Rewrite the lines from the start of the records through the line containing "233), (309, 251)]", replacing "keypoint" with "marker" and keeping everything else unchanged. Omit the pictures from your answer.

[START OF Information given]

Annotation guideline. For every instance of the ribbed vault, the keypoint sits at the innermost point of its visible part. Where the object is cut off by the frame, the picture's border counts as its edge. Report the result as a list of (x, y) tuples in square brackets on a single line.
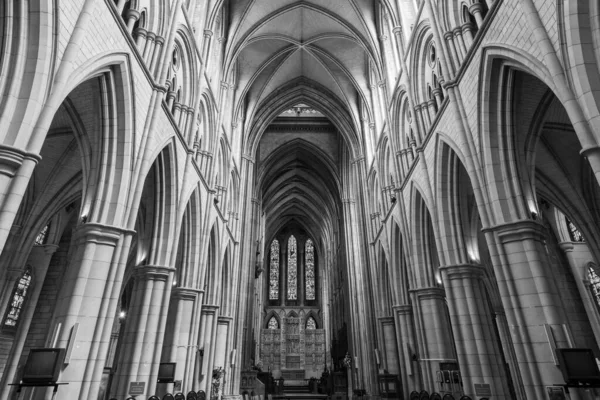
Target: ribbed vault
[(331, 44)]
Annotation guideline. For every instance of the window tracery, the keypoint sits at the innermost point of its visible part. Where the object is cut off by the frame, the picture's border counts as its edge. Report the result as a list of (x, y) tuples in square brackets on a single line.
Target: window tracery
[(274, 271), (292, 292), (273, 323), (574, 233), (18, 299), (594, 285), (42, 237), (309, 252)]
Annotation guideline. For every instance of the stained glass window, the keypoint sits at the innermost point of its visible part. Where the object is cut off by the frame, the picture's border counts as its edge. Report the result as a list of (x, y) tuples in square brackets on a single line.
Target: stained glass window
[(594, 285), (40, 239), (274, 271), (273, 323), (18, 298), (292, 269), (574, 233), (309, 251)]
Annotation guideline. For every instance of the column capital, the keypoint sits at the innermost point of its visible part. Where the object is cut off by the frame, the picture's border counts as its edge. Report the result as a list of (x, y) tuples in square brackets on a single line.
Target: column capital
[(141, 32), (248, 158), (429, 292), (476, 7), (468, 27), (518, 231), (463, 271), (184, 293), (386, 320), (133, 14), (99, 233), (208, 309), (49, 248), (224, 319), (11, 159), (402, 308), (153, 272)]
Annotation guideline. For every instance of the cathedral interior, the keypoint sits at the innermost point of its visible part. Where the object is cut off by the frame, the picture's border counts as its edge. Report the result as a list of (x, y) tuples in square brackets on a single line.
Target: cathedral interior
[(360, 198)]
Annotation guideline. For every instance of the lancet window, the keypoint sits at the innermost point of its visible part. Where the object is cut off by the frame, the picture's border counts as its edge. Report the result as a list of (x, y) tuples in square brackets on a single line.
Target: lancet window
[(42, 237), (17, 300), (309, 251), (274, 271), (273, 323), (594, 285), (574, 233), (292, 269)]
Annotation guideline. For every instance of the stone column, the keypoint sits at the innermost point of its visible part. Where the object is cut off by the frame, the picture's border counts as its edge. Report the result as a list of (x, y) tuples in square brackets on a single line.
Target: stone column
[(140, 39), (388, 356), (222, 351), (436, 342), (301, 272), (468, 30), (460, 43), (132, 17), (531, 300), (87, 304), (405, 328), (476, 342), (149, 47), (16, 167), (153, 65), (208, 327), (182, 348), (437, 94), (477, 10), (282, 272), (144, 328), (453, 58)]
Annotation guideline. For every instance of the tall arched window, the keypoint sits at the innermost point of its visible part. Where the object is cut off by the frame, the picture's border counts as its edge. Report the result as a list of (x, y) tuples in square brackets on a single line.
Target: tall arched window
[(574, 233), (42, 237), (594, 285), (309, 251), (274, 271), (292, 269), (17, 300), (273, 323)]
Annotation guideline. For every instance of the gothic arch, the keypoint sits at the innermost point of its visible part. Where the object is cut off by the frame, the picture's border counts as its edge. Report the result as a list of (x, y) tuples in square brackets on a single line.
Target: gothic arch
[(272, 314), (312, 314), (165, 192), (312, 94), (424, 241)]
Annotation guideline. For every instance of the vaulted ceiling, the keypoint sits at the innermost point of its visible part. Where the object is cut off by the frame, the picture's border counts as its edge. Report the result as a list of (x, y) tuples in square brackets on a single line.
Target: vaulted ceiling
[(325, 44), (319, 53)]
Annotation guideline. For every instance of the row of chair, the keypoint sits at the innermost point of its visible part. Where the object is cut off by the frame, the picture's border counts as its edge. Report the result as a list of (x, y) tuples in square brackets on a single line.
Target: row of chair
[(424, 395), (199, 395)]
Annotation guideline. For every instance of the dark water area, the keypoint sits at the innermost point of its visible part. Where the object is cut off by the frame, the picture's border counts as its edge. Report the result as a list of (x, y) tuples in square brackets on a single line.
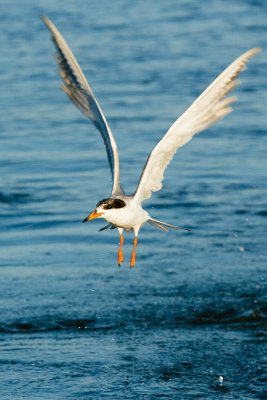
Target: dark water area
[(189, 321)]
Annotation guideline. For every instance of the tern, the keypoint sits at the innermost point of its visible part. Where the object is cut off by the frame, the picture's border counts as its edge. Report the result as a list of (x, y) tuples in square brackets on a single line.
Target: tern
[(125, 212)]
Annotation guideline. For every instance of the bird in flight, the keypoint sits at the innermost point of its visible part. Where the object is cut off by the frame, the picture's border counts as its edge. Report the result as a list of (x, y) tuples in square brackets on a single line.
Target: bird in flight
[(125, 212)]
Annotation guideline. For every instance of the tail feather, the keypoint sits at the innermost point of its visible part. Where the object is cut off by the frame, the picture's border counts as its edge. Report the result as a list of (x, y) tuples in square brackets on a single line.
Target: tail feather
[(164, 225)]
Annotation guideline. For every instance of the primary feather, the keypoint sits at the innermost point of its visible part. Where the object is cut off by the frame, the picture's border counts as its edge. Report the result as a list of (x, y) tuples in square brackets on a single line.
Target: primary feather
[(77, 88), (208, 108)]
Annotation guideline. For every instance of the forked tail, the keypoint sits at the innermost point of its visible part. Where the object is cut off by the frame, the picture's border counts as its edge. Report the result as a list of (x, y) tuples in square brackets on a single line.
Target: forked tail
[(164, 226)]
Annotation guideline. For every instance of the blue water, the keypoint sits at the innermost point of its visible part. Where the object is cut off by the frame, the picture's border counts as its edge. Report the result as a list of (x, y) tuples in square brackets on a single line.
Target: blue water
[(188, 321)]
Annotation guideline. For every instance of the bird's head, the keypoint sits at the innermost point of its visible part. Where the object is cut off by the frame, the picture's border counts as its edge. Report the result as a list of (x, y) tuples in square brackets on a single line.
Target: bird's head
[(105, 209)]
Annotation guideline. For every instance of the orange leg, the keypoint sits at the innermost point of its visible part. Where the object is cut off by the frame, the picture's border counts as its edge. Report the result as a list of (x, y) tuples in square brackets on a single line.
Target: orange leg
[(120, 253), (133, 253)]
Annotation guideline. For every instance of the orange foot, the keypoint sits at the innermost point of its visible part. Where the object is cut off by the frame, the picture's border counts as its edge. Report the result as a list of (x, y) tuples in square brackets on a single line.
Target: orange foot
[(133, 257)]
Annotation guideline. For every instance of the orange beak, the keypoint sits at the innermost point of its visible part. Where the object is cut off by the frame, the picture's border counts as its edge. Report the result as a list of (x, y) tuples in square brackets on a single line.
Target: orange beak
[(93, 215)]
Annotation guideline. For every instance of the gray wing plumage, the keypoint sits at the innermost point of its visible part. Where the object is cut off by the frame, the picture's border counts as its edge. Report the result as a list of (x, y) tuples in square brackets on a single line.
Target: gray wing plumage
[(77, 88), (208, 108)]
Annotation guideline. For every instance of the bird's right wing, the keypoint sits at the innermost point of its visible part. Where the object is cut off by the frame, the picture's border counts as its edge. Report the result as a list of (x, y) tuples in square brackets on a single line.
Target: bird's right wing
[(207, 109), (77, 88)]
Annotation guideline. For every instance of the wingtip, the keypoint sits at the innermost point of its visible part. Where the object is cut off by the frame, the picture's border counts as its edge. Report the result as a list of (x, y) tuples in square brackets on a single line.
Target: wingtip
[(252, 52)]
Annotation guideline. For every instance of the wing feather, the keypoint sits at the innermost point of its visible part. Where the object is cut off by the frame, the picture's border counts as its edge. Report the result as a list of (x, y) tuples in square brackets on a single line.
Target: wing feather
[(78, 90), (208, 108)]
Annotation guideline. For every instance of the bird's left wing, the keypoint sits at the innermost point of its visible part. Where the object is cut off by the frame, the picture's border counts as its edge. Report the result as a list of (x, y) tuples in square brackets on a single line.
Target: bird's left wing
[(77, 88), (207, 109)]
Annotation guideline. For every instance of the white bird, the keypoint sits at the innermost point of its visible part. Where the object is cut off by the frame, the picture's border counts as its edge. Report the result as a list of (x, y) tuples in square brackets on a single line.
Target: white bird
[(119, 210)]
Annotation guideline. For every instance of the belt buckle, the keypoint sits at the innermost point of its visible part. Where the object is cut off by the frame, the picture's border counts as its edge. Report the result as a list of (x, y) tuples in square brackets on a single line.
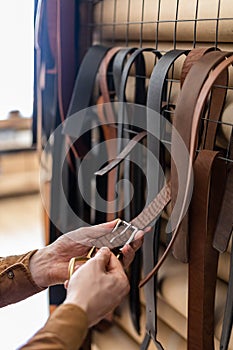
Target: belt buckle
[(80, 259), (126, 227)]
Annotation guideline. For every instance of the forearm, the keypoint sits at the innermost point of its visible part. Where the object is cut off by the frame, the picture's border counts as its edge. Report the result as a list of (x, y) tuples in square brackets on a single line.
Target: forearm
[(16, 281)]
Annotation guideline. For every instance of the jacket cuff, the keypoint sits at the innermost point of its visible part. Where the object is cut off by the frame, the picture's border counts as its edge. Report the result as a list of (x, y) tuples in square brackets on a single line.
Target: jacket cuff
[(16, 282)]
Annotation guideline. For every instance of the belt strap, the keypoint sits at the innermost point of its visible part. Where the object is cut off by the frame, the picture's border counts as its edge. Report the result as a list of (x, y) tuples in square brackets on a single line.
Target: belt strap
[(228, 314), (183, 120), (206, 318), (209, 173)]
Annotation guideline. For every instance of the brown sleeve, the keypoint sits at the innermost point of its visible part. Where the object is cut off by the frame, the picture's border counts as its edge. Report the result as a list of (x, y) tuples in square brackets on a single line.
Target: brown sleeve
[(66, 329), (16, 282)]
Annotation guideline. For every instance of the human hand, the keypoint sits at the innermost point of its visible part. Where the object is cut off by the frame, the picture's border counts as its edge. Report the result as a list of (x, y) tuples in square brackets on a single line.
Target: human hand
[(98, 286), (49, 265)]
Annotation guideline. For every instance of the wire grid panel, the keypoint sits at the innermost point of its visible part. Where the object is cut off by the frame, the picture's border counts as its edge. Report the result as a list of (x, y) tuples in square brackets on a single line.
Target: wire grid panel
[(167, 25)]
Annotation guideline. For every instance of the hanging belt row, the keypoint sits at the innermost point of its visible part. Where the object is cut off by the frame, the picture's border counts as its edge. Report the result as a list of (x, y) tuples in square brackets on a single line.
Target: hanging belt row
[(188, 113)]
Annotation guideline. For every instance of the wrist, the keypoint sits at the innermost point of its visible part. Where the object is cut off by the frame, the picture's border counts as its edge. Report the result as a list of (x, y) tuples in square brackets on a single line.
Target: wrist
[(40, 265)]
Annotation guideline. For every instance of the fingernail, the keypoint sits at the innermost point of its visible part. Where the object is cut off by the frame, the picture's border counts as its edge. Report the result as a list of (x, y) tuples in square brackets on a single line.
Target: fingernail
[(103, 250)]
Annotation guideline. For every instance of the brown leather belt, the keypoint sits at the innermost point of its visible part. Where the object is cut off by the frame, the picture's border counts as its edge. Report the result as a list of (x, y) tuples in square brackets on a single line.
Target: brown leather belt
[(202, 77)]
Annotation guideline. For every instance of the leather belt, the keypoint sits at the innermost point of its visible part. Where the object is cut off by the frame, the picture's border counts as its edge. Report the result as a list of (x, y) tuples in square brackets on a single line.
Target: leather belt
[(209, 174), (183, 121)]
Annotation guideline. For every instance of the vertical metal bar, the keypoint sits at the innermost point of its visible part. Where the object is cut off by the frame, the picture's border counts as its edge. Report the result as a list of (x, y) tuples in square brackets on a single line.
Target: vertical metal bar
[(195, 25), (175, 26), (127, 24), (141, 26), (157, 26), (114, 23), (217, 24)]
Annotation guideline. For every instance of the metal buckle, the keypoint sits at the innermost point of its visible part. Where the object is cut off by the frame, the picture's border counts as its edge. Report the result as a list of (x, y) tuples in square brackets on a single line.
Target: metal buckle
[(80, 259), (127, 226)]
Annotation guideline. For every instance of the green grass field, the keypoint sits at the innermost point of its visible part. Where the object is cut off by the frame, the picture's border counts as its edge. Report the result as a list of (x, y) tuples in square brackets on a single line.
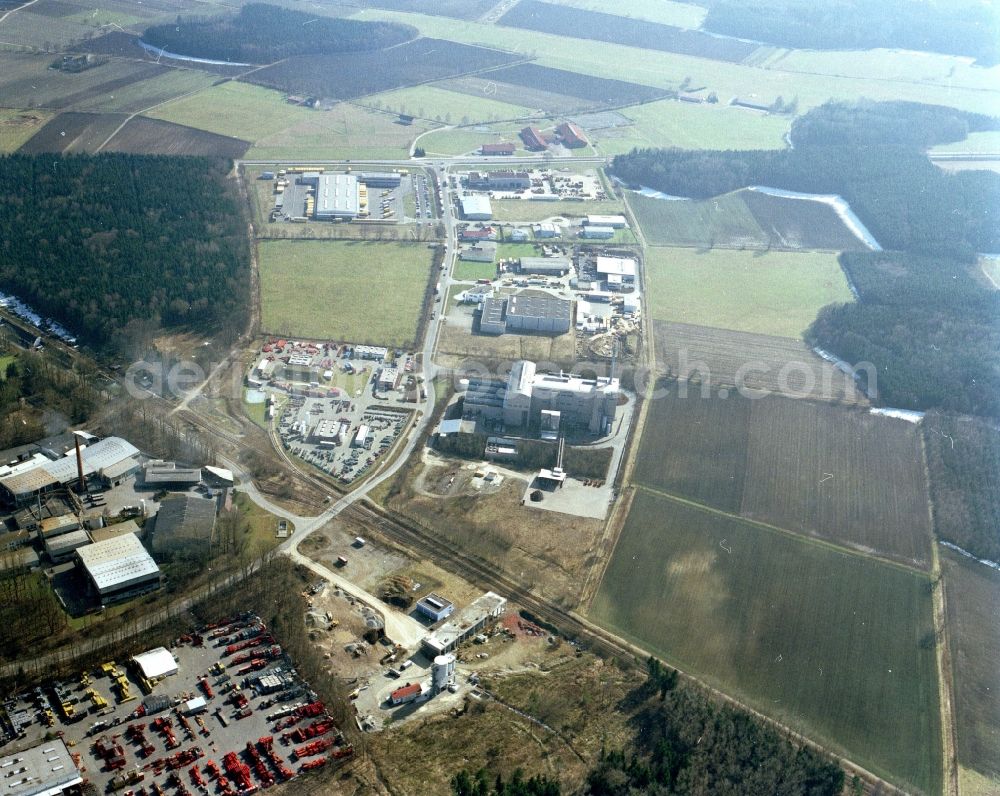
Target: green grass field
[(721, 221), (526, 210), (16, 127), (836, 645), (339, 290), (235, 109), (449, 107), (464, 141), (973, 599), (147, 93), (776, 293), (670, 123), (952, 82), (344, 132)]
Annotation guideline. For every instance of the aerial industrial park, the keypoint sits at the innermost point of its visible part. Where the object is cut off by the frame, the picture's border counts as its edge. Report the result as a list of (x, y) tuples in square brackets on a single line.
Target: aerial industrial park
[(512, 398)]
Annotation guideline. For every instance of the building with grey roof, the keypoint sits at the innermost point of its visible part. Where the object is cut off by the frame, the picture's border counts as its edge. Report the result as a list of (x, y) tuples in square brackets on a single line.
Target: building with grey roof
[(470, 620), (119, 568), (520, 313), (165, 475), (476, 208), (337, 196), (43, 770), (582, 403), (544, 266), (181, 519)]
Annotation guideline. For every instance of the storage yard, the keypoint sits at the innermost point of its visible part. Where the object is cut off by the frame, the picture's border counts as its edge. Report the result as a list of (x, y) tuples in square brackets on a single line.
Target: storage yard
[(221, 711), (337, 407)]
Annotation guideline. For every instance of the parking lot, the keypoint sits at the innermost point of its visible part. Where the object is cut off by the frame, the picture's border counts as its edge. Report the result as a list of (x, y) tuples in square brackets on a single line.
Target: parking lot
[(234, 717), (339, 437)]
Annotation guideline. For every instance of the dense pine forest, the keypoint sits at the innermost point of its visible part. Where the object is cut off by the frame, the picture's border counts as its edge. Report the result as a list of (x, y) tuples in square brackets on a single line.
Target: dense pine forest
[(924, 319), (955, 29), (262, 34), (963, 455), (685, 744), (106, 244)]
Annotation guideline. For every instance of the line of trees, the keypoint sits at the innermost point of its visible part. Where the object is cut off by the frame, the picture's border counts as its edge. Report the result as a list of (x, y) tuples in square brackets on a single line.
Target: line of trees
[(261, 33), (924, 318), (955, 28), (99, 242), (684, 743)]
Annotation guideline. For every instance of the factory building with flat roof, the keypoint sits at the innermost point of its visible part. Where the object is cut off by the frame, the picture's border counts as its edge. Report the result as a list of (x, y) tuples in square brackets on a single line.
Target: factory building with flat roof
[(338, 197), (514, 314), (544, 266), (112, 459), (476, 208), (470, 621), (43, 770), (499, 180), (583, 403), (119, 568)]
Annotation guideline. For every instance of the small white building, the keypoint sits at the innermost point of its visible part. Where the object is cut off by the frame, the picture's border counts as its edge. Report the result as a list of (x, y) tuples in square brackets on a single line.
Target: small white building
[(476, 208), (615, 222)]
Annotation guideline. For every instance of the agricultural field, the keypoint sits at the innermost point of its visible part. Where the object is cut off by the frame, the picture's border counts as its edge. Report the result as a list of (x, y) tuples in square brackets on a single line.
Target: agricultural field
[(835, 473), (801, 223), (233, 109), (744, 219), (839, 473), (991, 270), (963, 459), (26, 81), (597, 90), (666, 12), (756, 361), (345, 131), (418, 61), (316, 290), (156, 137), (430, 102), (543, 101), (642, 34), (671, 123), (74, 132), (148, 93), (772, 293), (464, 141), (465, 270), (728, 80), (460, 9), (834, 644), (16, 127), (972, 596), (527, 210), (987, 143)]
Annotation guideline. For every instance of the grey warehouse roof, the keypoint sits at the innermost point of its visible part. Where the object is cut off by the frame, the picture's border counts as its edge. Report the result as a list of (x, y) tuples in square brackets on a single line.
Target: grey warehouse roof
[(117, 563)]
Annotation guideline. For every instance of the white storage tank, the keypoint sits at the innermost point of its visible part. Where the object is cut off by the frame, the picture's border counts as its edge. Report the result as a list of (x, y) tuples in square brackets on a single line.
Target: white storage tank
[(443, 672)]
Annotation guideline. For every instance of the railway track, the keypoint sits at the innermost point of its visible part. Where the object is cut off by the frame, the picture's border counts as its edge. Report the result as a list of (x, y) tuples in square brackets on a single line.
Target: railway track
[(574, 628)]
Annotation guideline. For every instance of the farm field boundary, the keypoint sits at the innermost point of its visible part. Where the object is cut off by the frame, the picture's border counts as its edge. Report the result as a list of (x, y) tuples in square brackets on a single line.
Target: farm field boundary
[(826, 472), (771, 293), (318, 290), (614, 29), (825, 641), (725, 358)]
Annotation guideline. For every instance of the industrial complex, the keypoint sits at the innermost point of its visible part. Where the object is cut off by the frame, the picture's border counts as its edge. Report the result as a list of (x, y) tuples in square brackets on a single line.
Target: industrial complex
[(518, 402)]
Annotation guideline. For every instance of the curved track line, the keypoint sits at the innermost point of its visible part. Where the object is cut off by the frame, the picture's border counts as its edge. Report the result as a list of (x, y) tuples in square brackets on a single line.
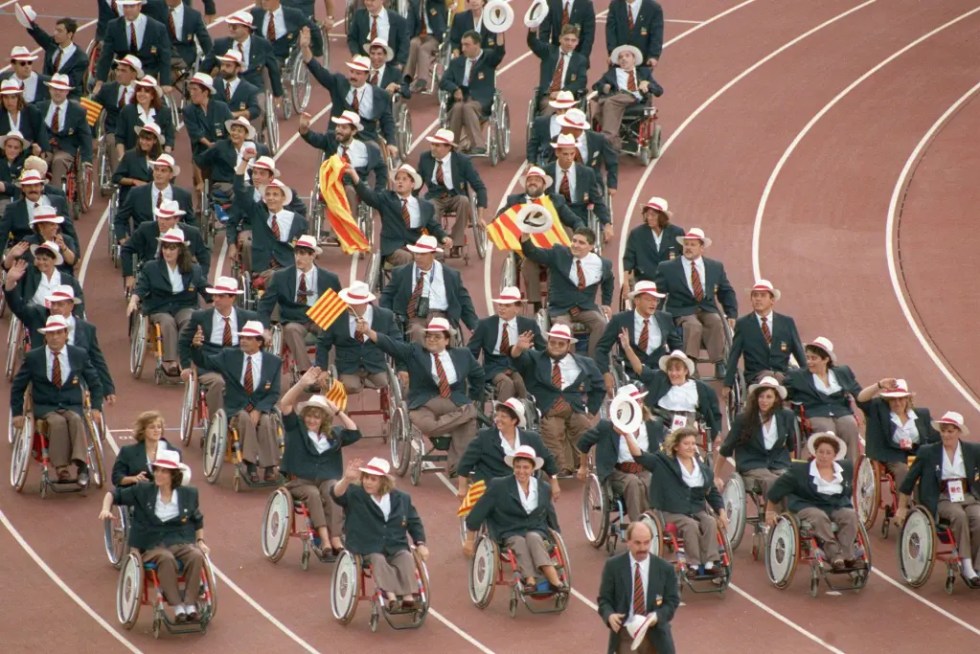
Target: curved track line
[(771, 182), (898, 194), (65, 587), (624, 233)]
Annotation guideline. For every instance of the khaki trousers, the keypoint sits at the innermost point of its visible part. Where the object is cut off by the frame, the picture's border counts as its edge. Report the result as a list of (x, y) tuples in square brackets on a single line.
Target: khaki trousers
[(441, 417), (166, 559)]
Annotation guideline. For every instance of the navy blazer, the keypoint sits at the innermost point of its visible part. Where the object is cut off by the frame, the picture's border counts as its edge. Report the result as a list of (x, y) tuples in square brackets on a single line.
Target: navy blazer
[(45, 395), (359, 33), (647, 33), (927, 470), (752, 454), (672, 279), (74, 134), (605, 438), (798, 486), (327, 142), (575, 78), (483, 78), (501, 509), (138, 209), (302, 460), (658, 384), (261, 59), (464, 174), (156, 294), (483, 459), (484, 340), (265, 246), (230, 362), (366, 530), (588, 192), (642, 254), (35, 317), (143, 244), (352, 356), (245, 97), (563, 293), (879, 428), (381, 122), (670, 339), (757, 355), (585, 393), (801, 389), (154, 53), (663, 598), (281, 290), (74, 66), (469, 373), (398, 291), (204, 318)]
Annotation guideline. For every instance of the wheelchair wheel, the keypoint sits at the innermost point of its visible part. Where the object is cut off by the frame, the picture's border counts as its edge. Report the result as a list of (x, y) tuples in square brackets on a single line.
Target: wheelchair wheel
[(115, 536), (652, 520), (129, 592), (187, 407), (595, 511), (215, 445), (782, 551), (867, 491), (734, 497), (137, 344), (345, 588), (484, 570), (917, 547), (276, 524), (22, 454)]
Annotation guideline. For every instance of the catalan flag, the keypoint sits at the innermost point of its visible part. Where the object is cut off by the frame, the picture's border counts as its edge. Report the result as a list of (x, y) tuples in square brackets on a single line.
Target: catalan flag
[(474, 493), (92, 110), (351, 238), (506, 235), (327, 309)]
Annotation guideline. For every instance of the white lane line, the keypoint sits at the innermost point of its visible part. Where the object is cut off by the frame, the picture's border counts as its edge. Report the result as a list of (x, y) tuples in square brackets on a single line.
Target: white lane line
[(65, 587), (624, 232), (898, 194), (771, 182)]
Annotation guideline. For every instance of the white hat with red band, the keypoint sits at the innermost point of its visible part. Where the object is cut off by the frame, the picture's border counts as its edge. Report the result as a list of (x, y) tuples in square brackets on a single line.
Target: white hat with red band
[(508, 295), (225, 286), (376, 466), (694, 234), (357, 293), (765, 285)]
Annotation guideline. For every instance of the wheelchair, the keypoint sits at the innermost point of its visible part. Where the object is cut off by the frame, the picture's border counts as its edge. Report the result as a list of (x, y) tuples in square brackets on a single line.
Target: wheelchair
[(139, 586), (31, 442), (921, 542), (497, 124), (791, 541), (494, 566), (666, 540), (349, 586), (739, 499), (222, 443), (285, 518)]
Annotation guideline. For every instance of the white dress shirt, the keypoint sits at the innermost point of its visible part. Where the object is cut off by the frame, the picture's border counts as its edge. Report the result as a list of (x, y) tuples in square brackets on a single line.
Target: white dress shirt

[END OF Information given]

■ Answer to this task:
Annotation guideline. For every instance of the ribbed vault, the marker sits at the innermost point of its visible part. Where the object is cut off by the frame, the picture's border counts as its edge. Report the result as a list of (x, y) tuples in square brackets on a single line.
Target: ribbed vault
[(331, 44)]
Annotation guideline. For every instance of the window tracery, the marker sits at the innermost point of its visible part. Where the object is cut off by the frame, the picture's border counts as its edge. Report the result as a list of (x, y) tuples in square brackets on a single line.
Target: window tracery
[(274, 271), (292, 292), (273, 323), (574, 233), (18, 299), (594, 285), (42, 237), (309, 252)]
Annotation guideline. For every instance of the stained glass window, the marker sits at the innermost point of its visible part. Where the object is cut off by the frame, the picture's border counts as its edge. Report the result as a list of (x, y) tuples in square brackets on a single line.
Target: stained glass window
[(594, 285), (40, 239), (274, 271), (273, 323), (18, 298), (292, 269), (574, 233), (309, 251)]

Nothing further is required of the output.